Prompt
In the data below, update the lines between the one holding "Where can you spot the vertical" and the one holding "(1172, 619)", inclusive, by changing "concrete wall" to "brick wall". Return only those lines, with nothing else altered.
☆ ☆ ☆ ☆
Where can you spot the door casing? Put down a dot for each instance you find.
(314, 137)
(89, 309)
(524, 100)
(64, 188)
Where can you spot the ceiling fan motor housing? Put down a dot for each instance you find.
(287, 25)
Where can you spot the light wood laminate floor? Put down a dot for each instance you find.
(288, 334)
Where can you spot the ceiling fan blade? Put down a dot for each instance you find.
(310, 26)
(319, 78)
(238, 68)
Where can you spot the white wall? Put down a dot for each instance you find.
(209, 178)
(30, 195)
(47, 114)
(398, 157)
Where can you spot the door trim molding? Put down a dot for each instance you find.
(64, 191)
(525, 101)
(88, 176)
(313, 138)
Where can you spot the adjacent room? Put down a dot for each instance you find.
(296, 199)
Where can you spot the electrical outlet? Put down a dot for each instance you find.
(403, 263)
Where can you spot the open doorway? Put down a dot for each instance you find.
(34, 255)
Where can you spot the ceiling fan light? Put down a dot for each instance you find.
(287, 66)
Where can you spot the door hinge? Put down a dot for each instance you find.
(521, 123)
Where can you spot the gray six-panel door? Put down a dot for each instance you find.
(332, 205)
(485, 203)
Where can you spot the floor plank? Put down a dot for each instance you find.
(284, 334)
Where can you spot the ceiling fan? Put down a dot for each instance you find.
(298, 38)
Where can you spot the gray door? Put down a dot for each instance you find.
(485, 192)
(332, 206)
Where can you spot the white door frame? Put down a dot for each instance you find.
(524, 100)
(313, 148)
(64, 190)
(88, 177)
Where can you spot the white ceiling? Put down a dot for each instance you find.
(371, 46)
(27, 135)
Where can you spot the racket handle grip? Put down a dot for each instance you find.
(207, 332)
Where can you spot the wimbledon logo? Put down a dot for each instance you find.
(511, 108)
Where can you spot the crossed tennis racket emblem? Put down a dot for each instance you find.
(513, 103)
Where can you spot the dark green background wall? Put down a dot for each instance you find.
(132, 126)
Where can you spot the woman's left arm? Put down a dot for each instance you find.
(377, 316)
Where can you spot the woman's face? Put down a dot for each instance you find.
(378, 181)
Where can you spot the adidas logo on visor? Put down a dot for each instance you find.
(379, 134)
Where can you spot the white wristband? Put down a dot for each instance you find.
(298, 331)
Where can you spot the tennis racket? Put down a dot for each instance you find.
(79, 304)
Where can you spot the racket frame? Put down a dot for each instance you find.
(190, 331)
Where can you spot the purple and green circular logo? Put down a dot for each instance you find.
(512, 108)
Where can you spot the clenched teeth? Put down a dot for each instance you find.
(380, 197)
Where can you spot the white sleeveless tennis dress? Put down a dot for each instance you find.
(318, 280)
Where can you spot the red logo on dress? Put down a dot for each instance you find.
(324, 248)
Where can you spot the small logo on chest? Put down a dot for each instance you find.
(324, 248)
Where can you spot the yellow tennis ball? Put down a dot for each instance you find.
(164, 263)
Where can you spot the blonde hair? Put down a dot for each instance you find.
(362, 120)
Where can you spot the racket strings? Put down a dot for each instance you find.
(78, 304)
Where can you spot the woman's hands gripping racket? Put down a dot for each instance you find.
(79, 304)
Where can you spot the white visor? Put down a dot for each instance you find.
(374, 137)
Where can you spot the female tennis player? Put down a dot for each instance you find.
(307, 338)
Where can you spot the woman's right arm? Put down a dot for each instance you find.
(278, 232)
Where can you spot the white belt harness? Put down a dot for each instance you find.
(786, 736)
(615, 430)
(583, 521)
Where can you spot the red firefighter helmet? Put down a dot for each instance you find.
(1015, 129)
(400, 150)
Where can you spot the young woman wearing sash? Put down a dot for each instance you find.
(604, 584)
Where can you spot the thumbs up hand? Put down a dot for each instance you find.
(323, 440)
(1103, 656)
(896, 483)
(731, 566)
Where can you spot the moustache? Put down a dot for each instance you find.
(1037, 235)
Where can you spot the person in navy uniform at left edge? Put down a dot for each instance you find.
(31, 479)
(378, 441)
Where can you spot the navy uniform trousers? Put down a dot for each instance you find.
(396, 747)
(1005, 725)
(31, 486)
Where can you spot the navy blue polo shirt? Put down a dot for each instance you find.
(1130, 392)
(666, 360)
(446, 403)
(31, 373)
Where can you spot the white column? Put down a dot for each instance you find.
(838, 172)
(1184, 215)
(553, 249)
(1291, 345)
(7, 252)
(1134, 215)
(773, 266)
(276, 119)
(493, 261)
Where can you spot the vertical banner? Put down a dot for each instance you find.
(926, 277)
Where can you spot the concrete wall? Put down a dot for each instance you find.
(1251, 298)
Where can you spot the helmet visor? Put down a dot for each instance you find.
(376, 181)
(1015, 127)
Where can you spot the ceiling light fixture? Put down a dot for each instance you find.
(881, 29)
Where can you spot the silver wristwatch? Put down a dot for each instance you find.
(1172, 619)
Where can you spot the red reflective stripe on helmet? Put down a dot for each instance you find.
☆ ☆ ☆ ☆
Output below
Where can you spot the vertical banner? Put down a dot for each instance you find.
(926, 277)
Where can you spot the brick wall? Put down a dot for each instance you find.
(1251, 298)
Where can you spot the helmet visor? Put down a dot for each instance you find.
(376, 181)
(1015, 127)
Where can you spot the ceiling light fixture? Put down a dot for each instance you find.
(881, 29)
Where can you spot the silver wristwatch? Put down a dot for each instance you find.
(1172, 619)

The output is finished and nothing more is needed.